┌─ Dataset records
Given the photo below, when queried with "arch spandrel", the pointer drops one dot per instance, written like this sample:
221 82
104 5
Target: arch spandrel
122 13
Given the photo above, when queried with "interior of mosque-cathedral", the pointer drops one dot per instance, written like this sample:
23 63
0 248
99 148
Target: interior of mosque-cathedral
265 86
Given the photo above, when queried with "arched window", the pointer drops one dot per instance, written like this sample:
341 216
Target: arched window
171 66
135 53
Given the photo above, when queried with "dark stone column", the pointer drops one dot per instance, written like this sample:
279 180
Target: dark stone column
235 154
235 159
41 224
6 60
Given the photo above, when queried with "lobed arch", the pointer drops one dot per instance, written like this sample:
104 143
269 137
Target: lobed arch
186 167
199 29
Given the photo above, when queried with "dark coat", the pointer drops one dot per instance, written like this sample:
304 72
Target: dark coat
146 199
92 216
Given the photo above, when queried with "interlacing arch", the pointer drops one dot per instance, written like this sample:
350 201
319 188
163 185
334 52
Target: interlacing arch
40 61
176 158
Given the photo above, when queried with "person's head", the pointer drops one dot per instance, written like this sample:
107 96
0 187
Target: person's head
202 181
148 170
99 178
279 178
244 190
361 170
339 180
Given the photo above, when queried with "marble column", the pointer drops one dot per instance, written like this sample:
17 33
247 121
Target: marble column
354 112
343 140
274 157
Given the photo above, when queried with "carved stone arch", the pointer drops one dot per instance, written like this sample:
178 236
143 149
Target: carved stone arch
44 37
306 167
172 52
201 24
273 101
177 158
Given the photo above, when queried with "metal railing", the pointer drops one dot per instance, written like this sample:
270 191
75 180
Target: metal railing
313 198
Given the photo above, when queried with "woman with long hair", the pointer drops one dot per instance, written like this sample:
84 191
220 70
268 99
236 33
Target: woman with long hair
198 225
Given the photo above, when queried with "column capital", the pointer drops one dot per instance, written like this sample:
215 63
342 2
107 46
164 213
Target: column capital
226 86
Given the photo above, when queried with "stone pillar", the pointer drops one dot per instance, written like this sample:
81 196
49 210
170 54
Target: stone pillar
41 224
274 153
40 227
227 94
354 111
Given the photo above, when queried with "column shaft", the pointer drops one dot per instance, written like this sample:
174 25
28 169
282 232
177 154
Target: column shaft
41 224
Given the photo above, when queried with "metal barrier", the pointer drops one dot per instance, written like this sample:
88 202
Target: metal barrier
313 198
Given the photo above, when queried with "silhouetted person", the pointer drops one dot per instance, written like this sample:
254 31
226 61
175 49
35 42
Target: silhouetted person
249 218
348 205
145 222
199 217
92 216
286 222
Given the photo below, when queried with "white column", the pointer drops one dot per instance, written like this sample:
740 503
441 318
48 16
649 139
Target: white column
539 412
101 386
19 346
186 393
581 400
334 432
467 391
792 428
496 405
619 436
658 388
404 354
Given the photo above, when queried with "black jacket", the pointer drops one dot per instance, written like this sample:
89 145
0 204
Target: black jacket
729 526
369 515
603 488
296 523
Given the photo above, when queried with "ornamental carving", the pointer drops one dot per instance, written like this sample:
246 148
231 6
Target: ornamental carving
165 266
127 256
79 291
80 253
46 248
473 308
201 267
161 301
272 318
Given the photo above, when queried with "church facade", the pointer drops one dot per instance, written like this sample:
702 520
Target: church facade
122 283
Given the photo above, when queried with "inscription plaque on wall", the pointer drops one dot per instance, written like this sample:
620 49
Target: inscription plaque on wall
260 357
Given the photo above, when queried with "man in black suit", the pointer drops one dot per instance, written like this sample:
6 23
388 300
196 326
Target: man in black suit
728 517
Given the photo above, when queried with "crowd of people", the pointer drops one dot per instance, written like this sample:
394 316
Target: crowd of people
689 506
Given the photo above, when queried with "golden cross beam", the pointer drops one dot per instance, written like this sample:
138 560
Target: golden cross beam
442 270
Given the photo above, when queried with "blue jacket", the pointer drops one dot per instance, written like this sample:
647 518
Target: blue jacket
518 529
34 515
└─
◆ **Problem description**: From the records above, extract every line exactly as it stands.

◆ **Solution for this problem**:
Given the photo below, when queried with "arch spandrel", the pointer drops one dot per instance, written like this sample:
221 82
104 5
Target: arch spandrel
122 13
Given the photo above, when queried with "interior of mosque-cathedral", the pointer drops one dot per instance, written like this sample:
23 63
0 248
99 148
Target: interior of mosque-cathedral
265 86
Given the photo above, when queried with "arched window", the pointer drops one dot per instance, written like this sample:
341 216
Target: arched window
171 66
135 53
Given the photo above, when queried with "dark stone column", the pointer drops one dot per instance, written like this sample:
279 180
Target: dark stone column
235 154
235 159
41 224
6 60
Given the photo above, when queried with "lobed arch", the pointer drops one dot per instance, written like this sample:
104 143
269 137
Target: lobed arch
186 167
199 29
Given the photo above, when queried with "dark coat", the pointer drops one dot per instance, written like this sample:
304 72
Target: dark coat
146 199
92 216
Given the photo above, when queried with "interlacing arch", the pointer drops one dot per instance, written like this sample:
350 201
319 188
163 185
334 52
Target: interlacing arch
40 61
176 158
Given the photo above, when queried with "person's head", the pointer drops one dot per instance, written like this sample:
107 96
0 187
Target: person's head
202 181
148 170
99 178
279 178
244 190
361 170
339 180
Given the photo above, when queried with "marble column", the pointer drops one dot per instance, written like this sample:
17 33
247 121
Target: marble column
354 112
343 140
274 157
Given the photo above, when queried with "carved stone arch", the pointer drops one dot per instance, written like this sample:
178 236
143 149
Target: carved stone arch
44 37
306 167
172 52
201 24
273 101
177 158
Given the photo above, when queried with "metal railing", the pointer drops one dot per instance, written like this sample:
270 191
75 180
Target: metal railing
313 198
Given the photo above, when queried with "woman with long hair", the pointer drops one dot per instance, written like this sample:
84 191
220 70
268 99
236 33
Target: woman with long hair
198 225
Given the photo above, when queried with "column capital", the pointer drops one dot per instance, written like this sample:
215 63
342 2
107 46
164 213
Target: column capital
226 86
Given the photo above, when queried with "stone pillar", the pointer drops one dot per instance, written like this sample:
81 196
49 210
170 54
Target: stone pillar
41 224
274 153
40 227
227 94
354 111
Given the photo above, when queried with "column shaft", the pointer drops one dot per instance, written like this sample:
174 25
28 169
282 232
177 154
Target: column shaft
41 224
Given the photo above, when queried with "metal barrier", the pointer drops one dot per instance, written like this sample:
88 202
Target: metal barrier
313 198
Given the photo above, when queried with "silhouetted person", the pointer drops one dot per instance, written like this sample:
254 31
226 61
175 49
35 42
Target: silhouetted person
249 218
348 205
145 222
199 217
92 216
286 222
Given the photo below, when queried with "white column", the pointer drops one dot per instance, written like this sample:
740 503
441 318
48 16
649 139
Target: white column
539 412
101 386
19 346
186 393
581 400
334 432
467 391
792 428
496 405
619 436
658 388
404 354
Given the photo above, when queried with "black jacket", the pointer drops one dot per instance, written like this sample:
89 145
0 204
Target: black jacket
729 526
369 515
603 488
296 523
Given the photo above, when queried with "ornamental carving", the pointer drops one dot per instance, written like this sample:
246 148
231 6
Target: ornamental carving
165 266
127 256
79 291
80 253
46 248
473 308
201 267
161 301
272 318
Given the photo above, when queried with "church facade", the pointer drops one dot per instance, written like this sample:
702 520
Target: church facade
122 283
Given the photo above, when queried with "inscription plaque on wall", the pointer drops one dot per instance, written like this sample:
620 49
Target: inscription plaque on wall
260 357
Given the photo above, when queried with "man in black suit", the pointer drops one dot per instance, written like this sample:
6 23
388 300
196 326
Target: man in black suit
728 517
Given the photo above, when queried with "crowd of people", the pointer drops one dot per instance, written like this sample:
394 316
Target: crowd of people
689 506
Given the photo above, when queried with "golden cross beam", the pointer drops one dot per instance, written like this sample:
138 560
Target: golden cross beam
442 270
Given the photo above, when queried with "blue jacket", the pointer drops one dot per instance, written like this sample:
647 518
Target: blue jacket
518 529
34 515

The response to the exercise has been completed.